Repeat only the lines from the one holding "Could you please spot the cream kitten's paw" down to the last line of the listing below, including both of those lines.

Start of Provided information

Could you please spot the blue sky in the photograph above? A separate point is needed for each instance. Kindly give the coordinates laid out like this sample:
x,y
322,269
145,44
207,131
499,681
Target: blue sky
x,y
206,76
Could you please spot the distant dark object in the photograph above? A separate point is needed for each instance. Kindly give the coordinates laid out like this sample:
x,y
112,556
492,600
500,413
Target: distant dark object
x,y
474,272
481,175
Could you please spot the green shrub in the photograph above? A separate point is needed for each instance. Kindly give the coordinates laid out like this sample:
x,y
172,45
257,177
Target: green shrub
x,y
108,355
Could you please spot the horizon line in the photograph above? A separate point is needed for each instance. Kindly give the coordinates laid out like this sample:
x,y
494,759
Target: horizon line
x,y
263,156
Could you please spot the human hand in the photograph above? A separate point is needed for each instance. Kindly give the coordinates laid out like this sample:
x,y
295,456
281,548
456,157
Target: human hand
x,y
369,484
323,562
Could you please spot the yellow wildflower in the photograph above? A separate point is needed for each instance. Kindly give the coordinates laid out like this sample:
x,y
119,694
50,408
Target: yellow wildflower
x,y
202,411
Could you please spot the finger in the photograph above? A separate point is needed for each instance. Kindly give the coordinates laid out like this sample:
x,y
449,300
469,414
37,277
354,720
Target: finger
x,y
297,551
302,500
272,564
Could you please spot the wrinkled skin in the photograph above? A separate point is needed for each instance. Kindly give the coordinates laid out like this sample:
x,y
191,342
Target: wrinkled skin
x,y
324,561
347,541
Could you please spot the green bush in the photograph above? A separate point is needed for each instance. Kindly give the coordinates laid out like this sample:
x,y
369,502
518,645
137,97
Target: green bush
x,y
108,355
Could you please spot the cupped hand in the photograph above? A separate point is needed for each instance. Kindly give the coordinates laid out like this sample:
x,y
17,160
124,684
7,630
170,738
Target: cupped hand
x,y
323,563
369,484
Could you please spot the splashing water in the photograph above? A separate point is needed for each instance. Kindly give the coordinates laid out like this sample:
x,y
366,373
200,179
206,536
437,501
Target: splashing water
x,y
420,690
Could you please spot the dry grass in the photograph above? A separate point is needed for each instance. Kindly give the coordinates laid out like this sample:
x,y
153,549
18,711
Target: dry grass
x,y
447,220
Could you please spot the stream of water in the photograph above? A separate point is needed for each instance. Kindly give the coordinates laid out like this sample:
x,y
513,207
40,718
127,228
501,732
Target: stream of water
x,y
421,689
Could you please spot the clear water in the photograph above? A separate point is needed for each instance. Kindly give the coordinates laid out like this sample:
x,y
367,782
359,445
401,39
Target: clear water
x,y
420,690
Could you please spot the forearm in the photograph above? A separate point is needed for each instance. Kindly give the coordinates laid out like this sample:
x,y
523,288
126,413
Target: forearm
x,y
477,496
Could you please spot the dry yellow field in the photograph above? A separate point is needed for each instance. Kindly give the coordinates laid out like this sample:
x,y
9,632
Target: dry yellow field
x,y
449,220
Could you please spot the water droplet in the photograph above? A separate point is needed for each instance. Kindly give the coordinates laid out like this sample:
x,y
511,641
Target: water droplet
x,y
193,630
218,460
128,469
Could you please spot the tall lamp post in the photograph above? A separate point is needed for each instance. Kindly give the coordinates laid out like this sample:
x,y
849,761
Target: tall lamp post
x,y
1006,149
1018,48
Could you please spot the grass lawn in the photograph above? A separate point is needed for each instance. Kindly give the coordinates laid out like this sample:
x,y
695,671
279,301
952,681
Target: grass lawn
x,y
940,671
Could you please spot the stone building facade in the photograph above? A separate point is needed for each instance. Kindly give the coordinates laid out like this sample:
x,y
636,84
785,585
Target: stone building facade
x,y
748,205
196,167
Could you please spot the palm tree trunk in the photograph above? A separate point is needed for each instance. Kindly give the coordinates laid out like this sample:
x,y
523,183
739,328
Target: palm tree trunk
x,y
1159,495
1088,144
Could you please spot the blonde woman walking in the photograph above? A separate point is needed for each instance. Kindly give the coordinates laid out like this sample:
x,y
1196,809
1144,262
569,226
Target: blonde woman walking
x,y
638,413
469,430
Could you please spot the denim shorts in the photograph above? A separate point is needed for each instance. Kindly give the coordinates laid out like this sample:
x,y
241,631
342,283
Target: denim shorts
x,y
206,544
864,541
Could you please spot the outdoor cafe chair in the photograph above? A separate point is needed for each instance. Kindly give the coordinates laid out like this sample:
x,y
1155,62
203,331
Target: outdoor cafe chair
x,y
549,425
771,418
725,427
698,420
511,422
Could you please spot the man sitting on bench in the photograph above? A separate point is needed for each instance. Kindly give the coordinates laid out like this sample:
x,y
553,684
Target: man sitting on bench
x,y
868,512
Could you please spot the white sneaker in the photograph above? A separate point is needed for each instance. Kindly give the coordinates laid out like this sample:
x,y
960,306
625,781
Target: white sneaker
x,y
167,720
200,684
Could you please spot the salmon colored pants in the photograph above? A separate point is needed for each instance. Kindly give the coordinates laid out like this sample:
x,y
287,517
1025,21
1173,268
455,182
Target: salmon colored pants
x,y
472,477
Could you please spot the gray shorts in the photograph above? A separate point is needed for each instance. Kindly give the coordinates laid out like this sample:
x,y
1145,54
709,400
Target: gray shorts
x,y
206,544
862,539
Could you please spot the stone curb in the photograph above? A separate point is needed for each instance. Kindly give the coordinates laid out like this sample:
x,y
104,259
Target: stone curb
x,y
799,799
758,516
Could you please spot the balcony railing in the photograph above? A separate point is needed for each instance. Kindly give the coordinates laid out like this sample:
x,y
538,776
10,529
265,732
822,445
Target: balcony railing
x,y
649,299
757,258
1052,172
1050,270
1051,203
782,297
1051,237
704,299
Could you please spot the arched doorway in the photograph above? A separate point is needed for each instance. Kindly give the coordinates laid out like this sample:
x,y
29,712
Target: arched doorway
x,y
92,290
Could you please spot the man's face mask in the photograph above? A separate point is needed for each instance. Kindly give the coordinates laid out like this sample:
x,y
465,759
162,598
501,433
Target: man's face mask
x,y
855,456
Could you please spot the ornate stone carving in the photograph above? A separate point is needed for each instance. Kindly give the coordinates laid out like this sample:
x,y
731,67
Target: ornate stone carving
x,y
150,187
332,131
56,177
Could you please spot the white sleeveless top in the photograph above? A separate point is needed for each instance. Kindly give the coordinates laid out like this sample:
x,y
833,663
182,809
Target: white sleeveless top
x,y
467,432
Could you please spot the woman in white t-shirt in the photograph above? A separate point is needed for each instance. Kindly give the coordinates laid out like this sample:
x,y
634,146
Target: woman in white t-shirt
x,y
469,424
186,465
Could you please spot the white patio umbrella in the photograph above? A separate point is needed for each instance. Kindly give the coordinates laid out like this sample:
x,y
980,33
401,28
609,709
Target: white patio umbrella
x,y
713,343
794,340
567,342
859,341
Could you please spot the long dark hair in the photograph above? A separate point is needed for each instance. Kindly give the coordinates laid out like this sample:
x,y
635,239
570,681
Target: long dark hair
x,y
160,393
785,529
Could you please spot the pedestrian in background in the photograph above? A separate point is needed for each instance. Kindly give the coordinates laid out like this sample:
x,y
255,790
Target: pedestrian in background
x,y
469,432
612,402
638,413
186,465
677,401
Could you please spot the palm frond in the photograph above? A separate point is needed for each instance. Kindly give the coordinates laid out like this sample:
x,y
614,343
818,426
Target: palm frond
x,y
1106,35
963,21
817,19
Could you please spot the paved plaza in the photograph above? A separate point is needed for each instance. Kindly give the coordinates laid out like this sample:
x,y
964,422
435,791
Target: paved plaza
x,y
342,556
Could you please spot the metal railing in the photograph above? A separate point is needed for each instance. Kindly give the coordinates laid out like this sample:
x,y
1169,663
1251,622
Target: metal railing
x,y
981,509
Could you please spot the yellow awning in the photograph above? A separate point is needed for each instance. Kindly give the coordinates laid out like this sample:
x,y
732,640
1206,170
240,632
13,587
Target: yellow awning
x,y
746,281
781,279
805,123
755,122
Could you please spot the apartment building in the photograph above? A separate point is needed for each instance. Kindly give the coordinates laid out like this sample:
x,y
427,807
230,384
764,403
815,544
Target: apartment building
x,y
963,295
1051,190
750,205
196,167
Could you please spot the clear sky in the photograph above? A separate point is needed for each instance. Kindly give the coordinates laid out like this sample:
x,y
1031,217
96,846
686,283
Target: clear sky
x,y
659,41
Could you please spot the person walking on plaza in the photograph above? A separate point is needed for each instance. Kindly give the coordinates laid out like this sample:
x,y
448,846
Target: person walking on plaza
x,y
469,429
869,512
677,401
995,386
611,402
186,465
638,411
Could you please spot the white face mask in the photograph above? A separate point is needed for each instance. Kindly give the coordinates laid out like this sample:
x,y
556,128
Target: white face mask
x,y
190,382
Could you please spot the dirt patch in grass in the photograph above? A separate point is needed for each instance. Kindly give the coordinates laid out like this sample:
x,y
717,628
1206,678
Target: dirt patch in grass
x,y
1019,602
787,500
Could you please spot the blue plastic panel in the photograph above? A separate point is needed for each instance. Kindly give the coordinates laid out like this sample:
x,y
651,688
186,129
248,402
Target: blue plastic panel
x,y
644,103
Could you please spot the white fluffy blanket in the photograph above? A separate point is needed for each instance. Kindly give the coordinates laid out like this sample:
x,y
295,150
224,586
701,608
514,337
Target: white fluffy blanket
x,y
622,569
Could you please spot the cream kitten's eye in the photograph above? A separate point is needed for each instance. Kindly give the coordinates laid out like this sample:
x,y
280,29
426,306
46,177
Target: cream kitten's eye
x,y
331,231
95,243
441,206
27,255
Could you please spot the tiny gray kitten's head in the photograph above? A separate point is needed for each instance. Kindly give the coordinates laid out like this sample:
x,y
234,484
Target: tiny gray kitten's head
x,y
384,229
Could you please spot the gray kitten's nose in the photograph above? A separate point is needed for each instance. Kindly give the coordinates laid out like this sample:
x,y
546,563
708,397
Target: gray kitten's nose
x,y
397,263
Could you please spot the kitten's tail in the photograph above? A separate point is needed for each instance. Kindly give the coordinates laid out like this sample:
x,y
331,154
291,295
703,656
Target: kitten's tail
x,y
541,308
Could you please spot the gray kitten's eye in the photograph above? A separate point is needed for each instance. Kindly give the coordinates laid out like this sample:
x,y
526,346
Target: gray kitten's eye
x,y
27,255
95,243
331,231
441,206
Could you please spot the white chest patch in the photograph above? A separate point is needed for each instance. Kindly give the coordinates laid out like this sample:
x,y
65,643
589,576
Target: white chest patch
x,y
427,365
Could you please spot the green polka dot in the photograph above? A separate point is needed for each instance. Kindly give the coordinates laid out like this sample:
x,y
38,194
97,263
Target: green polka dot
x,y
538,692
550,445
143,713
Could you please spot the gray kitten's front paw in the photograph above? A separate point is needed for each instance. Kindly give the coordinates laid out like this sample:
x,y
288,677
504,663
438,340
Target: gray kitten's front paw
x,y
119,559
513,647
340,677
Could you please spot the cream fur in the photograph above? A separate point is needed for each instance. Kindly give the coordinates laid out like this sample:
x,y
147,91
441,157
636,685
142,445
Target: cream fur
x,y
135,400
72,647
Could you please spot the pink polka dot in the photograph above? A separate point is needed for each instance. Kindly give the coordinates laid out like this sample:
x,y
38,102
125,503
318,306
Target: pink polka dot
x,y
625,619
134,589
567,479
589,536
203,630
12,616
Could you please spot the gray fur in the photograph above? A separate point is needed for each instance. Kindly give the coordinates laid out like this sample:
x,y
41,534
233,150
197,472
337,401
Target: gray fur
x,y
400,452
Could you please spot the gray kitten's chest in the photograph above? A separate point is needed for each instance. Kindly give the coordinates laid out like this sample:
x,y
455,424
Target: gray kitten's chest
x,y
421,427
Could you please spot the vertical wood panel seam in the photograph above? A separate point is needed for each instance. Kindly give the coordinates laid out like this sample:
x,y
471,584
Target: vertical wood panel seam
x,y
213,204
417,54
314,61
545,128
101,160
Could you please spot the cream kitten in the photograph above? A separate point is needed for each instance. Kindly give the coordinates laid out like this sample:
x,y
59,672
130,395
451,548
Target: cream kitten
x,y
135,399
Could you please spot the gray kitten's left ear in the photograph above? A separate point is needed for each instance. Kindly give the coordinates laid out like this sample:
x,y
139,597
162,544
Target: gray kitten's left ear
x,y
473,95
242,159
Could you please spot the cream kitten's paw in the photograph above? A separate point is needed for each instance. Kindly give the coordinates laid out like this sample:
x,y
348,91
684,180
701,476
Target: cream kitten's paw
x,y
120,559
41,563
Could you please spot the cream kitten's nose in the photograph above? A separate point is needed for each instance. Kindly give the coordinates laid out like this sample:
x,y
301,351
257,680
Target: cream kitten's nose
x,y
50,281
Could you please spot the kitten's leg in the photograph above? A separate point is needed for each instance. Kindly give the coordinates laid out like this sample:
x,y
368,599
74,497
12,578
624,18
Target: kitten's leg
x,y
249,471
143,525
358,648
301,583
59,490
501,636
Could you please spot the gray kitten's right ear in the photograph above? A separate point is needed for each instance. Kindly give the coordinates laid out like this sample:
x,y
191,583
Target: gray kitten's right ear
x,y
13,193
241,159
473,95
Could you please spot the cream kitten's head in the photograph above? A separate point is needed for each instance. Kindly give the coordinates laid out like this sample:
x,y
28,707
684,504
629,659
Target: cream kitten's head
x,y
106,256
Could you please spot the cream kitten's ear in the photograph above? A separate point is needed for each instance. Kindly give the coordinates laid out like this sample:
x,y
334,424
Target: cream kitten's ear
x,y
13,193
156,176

End of Provided information

■ Complete answer ■
Could you please spot the cream kitten's paw in the photograph above? A separate point is needed for each instance. Kindly give the coordinates laid out like this sample:
x,y
348,91
684,180
701,476
Target: cream kitten's paw
x,y
120,559
41,563
Could you please spot the cream kitten's nose in the photograph above? A separate point is needed for each instance. Kindly give the coordinates laid out like this sample:
x,y
301,351
257,680
Target: cream kitten's nose
x,y
50,281
Could you please spot the kitten's leg in the photograph above? A separate point is needed for each instance. Kindly give the coordinates laid out like this sample:
x,y
368,599
74,497
12,578
624,18
Target: kitten's leg
x,y
249,471
143,525
358,648
301,583
59,490
501,636
Could you please spot the gray kitten's right ear in the photograph above? A separate point is needed for each instance. Kindly give the coordinates laid out like this sample:
x,y
191,583
Target: gray kitten's right ear
x,y
13,193
241,159
473,95
Could you please spot the cream kitten's head in the photograph above? A separate point is needed for each instance. Kindly give the coordinates laid out like this sample:
x,y
28,707
684,504
629,659
Target: cream kitten's head
x,y
106,256
Could you please spot the cream kitten's ear in the photograph above? A separate point is needed for each instance. Kindly give the coordinates laid out like this sample:
x,y
334,424
Target: cream kitten's ear
x,y
13,193
156,176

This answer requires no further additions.